• _PASSAGE TO READ_:
◇ ◇ ◇ ◇ ◇

Star Trek the CCG

Another CCG that I dabbled in when it came out and then sold off. Some other ZOCo readers went into this pretty heavily when it was released. I have the letters still gentlemen, you may want to make a donation to ZOCo funds or I might consider publishing them. I am sure that Mr D_ has now got over buying all those cards. The original tin of cards has since been turning up at dealers for well below the £80 label. I caved in when it dropped to £38.50. I saved a few more bob by visiting a player and getting a wad of useful common cards that he had a biscuit tin full of. I noted that these cards had been played with and some were looking pretty scratched and bent. Moral the Carta Mundi quality does not last long. I next had to spend nearly as much as I had spent on the cards to buy little plastic houses for them. Hopefully this will keep them neat should I try and get some cash back. I have noticed that my kids can be pretty destructive towards cards even during normal play.

◇ ◇ ◇ ◇ ◇

• _RECORDED INFORMATION_:
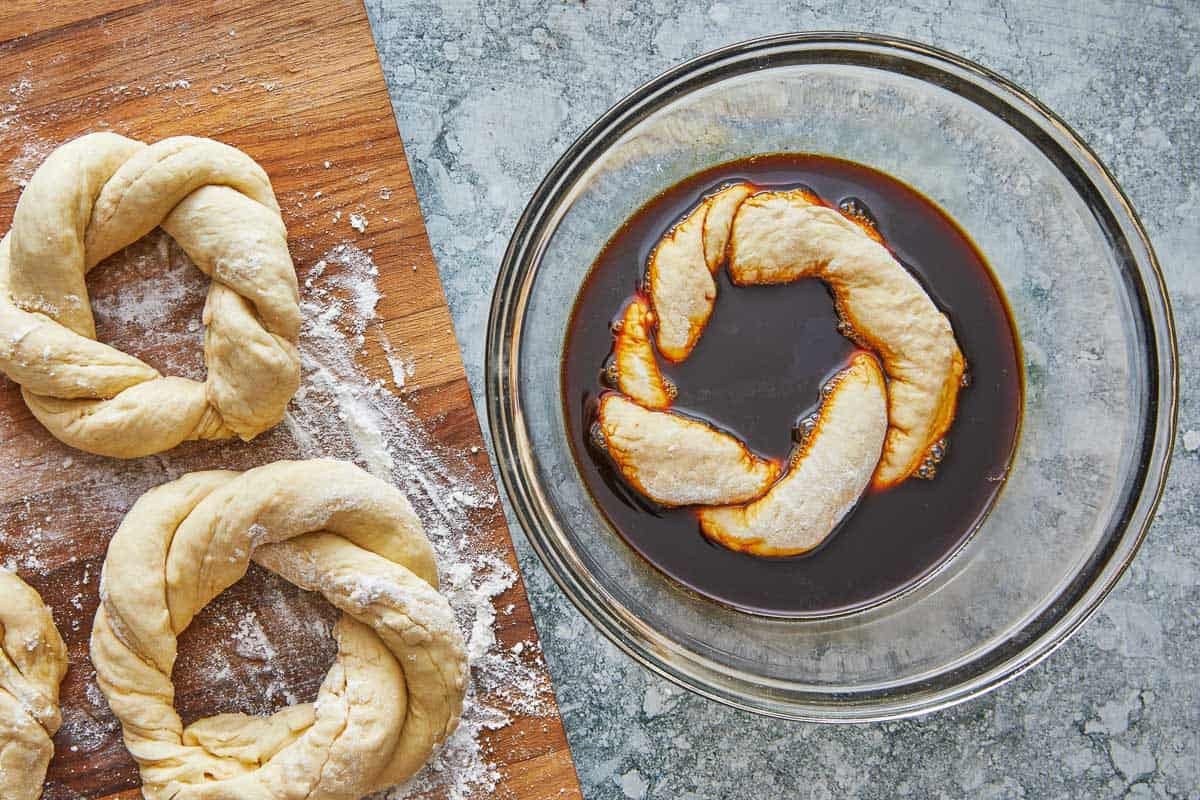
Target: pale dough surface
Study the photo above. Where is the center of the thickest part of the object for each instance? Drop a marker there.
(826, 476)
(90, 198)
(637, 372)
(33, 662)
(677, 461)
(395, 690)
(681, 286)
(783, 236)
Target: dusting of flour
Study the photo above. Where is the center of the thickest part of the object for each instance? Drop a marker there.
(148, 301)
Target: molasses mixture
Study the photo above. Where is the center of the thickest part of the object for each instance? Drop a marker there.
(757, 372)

◇ ◇ ◇ ◇ ◇

• _GIVEN REQUEST A_:
Answer these from the text about Star Trek the CCG:
(i) What price was on the label of the original tin of cards?
(ii) At what price did the writer finally buy the tin?
(iii) What did the writer buy to keep the cards neat?
• _GIVEN REQUEST B_:
Write down every line of the records above word for word, leaving out the pictures.

• _TASK RESPONSE A_:
(i) £80
(ii) £38.50
(iii) Little plastic houses

• _TASK RESPONSE B_:
Target: pale dough surface
Study the photo above. Where is the center of the thickest part of the object for each instance? Drop a marker there.
(826, 476)
(90, 198)
(637, 372)
(33, 662)
(677, 461)
(395, 690)
(681, 286)
(783, 236)
Target: dusting of flour
Study the photo above. Where is the center of the thickest part of the object for each instance? Drop a marker there.
(148, 301)
Target: molasses mixture
Study the photo above. Where is the center of the thickest part of the object for each instance? Drop a marker there.
(757, 372)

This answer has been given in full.